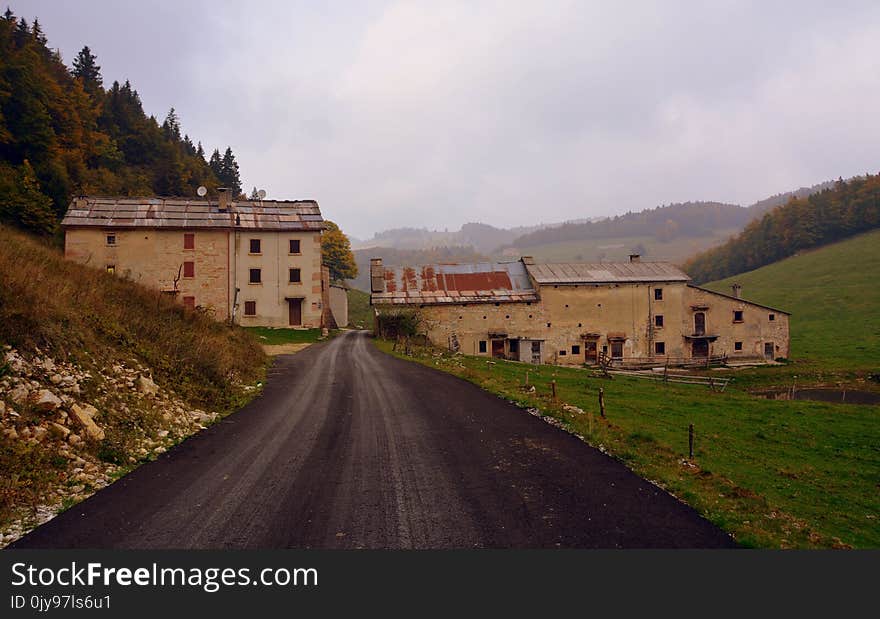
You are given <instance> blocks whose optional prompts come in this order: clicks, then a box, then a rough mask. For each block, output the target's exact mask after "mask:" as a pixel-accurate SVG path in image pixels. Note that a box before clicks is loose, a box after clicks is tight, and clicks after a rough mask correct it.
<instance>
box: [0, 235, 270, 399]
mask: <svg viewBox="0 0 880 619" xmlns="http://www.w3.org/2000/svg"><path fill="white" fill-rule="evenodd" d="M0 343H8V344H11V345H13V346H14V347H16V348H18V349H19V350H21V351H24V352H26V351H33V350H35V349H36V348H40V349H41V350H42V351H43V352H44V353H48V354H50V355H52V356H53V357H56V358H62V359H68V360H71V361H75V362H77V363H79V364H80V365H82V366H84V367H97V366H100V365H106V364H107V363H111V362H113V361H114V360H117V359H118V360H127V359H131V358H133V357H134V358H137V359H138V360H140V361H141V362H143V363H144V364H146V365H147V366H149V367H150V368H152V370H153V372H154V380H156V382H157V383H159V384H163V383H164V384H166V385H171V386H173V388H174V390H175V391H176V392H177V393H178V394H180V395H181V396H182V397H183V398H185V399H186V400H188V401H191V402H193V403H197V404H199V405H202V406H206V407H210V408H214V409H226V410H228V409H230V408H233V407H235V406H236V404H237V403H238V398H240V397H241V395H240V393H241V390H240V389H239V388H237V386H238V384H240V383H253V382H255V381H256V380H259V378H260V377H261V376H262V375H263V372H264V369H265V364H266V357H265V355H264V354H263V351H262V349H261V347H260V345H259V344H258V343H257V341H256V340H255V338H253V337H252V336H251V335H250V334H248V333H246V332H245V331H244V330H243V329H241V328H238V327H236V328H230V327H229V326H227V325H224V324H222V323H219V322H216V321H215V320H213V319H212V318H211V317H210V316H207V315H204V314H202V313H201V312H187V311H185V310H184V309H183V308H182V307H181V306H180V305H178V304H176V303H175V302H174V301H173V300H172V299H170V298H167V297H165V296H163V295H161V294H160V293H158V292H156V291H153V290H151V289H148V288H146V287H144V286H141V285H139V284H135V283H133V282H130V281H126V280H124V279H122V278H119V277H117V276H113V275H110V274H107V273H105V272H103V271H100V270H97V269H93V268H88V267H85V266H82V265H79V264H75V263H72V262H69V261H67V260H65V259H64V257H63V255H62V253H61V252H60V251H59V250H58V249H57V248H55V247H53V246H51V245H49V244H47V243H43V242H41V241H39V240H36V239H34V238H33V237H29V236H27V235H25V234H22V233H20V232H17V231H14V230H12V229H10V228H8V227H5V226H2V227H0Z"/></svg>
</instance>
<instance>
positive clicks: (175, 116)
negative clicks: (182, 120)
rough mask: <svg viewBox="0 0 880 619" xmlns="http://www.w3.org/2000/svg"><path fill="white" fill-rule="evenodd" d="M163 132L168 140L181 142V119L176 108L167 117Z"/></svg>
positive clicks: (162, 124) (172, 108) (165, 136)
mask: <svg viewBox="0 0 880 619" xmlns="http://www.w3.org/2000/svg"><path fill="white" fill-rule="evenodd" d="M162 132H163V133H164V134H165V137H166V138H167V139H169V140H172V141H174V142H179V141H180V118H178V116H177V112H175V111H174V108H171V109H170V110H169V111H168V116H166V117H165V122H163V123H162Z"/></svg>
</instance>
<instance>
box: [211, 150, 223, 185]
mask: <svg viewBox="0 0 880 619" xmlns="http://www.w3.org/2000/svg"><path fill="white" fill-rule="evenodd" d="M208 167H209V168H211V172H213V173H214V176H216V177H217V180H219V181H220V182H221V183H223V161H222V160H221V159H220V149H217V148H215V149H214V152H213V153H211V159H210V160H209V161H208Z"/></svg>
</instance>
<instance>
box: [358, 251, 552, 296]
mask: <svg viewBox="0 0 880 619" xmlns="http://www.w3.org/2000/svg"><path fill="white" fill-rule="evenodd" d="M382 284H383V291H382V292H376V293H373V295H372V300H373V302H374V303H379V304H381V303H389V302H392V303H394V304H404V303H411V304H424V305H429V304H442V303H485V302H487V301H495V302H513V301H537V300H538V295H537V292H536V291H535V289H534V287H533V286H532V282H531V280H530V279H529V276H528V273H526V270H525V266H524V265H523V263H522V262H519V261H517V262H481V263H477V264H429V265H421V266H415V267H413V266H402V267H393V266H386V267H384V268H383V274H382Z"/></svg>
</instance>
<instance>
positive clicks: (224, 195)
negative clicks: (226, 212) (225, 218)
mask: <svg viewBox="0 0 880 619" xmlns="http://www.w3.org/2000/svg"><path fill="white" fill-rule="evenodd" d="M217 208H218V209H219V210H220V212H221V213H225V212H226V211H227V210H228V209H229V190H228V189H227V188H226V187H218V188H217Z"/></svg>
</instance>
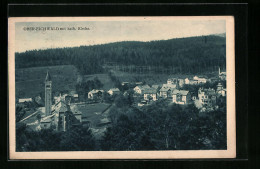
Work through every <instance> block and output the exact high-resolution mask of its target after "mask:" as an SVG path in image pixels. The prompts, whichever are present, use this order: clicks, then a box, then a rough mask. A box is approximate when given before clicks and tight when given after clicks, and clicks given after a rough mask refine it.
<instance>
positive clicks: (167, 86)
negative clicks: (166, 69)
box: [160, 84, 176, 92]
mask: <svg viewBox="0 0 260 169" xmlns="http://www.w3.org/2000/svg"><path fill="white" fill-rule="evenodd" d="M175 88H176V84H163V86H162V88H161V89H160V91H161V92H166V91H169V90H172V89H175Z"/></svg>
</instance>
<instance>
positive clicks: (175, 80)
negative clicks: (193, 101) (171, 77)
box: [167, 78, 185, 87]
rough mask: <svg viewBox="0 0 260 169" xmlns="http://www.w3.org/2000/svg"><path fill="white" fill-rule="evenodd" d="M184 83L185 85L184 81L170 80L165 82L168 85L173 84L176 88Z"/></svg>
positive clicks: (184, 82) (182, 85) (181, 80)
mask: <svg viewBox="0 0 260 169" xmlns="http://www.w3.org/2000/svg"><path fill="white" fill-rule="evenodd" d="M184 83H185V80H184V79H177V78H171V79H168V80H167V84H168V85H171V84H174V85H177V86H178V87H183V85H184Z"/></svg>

-*-*-

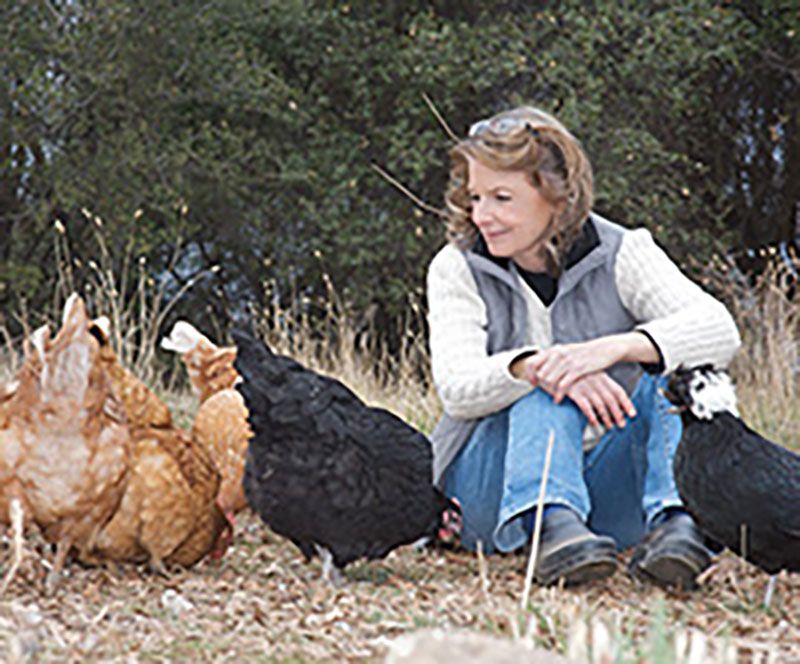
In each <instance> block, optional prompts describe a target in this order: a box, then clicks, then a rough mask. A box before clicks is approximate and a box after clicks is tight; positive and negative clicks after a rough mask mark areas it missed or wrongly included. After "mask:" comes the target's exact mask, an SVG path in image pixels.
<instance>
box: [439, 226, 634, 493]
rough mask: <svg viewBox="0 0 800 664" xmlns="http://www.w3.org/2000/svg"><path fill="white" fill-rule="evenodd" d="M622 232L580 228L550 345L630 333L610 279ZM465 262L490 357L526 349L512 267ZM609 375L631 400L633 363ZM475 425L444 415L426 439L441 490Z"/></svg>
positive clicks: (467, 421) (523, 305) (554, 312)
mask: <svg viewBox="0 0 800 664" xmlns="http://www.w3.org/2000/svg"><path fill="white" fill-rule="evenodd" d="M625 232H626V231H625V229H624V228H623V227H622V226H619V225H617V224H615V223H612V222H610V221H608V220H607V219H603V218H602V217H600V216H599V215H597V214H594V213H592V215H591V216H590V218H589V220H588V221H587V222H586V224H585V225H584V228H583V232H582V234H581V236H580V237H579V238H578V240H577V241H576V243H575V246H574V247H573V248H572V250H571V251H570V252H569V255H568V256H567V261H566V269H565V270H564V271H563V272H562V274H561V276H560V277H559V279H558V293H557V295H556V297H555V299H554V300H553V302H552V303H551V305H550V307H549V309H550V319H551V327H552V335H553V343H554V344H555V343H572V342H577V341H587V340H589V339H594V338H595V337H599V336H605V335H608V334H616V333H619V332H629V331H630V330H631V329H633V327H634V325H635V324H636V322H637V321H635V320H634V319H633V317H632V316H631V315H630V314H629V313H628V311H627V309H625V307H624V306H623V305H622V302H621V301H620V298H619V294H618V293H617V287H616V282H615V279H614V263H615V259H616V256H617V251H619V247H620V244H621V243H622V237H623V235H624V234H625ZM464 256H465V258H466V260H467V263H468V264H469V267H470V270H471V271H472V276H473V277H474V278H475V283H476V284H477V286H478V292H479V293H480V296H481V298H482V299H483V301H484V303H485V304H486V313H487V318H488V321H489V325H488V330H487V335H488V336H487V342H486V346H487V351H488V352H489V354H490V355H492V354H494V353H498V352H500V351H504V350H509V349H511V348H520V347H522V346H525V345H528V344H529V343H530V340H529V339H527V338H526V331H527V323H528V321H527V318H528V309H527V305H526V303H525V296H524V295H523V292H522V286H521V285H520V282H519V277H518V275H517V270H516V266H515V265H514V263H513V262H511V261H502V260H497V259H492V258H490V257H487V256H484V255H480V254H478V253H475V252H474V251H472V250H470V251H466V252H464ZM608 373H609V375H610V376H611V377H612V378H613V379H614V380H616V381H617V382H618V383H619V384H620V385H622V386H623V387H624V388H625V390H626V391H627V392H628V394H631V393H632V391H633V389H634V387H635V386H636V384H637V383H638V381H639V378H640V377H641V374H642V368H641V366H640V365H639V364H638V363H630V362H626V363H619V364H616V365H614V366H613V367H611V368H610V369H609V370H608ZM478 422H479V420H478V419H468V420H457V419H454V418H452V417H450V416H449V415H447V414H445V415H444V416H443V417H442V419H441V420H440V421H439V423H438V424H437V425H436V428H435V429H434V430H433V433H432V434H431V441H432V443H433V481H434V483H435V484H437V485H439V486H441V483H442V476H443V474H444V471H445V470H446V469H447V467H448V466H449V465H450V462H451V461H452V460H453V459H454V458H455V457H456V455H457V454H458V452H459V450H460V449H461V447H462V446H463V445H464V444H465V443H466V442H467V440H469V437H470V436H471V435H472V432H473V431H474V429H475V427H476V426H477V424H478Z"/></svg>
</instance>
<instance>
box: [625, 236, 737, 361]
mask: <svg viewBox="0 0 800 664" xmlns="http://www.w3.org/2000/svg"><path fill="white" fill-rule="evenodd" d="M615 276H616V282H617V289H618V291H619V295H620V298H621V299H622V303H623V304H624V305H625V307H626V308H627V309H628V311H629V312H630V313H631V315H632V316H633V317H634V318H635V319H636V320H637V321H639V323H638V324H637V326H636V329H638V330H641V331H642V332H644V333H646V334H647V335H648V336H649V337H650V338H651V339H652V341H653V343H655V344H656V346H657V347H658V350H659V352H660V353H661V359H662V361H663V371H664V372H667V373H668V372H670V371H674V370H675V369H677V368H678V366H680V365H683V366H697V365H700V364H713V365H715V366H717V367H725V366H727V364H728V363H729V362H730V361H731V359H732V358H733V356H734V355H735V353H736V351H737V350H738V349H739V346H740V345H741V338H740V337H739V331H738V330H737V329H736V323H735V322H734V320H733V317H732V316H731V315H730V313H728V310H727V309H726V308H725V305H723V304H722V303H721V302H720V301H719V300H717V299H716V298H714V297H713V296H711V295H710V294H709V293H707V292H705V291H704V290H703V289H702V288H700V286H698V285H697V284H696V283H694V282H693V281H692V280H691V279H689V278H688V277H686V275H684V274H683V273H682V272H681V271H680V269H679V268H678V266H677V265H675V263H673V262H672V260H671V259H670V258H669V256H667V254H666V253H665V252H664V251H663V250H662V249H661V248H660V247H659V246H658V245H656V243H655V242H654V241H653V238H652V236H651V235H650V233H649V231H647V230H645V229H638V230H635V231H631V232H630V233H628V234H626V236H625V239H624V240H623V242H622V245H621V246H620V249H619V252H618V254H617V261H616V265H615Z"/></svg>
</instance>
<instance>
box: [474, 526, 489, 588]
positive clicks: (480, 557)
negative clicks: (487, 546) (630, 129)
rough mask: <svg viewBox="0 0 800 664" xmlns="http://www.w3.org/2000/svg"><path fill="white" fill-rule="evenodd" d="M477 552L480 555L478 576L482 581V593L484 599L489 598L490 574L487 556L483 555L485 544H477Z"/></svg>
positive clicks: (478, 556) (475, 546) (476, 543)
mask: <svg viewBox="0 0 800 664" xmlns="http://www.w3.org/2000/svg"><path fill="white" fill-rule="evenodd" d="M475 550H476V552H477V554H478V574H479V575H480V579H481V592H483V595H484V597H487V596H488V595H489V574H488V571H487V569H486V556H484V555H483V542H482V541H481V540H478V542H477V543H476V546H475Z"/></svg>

-*-*-

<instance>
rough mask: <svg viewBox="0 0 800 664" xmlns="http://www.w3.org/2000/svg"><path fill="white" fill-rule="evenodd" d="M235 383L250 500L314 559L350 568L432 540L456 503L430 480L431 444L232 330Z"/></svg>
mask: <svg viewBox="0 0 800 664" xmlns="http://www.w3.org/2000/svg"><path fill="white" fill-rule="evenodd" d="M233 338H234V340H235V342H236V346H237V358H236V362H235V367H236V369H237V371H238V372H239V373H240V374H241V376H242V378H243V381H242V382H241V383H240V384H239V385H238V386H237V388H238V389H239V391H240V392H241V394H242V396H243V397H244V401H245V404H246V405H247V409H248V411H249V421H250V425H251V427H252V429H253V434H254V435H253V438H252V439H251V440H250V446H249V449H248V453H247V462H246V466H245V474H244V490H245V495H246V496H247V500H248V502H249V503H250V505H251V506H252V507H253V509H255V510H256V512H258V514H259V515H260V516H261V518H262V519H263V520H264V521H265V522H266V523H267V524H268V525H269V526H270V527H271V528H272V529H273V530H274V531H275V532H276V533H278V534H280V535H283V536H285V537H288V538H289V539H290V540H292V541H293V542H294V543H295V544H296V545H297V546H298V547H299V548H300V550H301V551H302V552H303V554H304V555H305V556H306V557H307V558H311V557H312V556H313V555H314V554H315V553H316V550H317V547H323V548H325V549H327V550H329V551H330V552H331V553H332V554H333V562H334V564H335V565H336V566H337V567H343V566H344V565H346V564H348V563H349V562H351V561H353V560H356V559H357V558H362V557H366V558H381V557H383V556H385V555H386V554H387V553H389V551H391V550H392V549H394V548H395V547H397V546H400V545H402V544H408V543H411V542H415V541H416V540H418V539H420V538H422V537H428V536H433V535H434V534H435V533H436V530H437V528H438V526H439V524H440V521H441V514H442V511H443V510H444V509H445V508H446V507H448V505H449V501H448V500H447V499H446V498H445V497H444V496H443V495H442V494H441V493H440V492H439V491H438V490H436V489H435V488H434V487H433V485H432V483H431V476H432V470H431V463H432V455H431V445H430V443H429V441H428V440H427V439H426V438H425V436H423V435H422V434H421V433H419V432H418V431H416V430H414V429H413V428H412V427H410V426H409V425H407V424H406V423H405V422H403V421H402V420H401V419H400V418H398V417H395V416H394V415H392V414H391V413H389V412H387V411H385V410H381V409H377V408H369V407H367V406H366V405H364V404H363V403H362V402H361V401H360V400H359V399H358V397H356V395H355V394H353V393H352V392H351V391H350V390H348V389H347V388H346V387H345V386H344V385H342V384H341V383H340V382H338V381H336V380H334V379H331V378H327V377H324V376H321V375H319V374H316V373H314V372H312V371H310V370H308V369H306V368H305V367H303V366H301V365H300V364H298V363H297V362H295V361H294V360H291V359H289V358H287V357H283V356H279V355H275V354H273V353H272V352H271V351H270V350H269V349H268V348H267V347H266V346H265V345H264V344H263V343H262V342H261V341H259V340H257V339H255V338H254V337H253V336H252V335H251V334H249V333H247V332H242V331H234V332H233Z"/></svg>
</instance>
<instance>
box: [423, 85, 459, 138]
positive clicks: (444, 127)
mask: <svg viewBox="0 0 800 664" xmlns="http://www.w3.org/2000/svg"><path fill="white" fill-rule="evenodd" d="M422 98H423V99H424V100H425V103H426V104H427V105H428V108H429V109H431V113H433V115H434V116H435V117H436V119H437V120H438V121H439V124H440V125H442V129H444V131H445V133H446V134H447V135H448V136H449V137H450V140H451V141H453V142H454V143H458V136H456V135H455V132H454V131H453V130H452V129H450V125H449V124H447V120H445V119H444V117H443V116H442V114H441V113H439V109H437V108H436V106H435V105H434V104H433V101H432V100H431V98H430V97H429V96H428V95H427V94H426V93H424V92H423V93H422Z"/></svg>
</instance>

-*-*-

WHAT THE TASK ASKS: Return the lines of the records word for word, starting at the line that contains "You are given" and ending after the line that contains "box: [0, 235, 270, 399]".

YOUR RESPONSE:
You are given <instance> blocks whose optional prompts come in this order: clicks, then a box, then a rough mask. For each block, output the target's exact mask after "mask:" as a pixel-accurate SVG path in image pixels. Note that a box before clicks is loose, a box after clicks is tight, and clicks after a rough mask correct it.
<instance>
box: [0, 235, 270, 399]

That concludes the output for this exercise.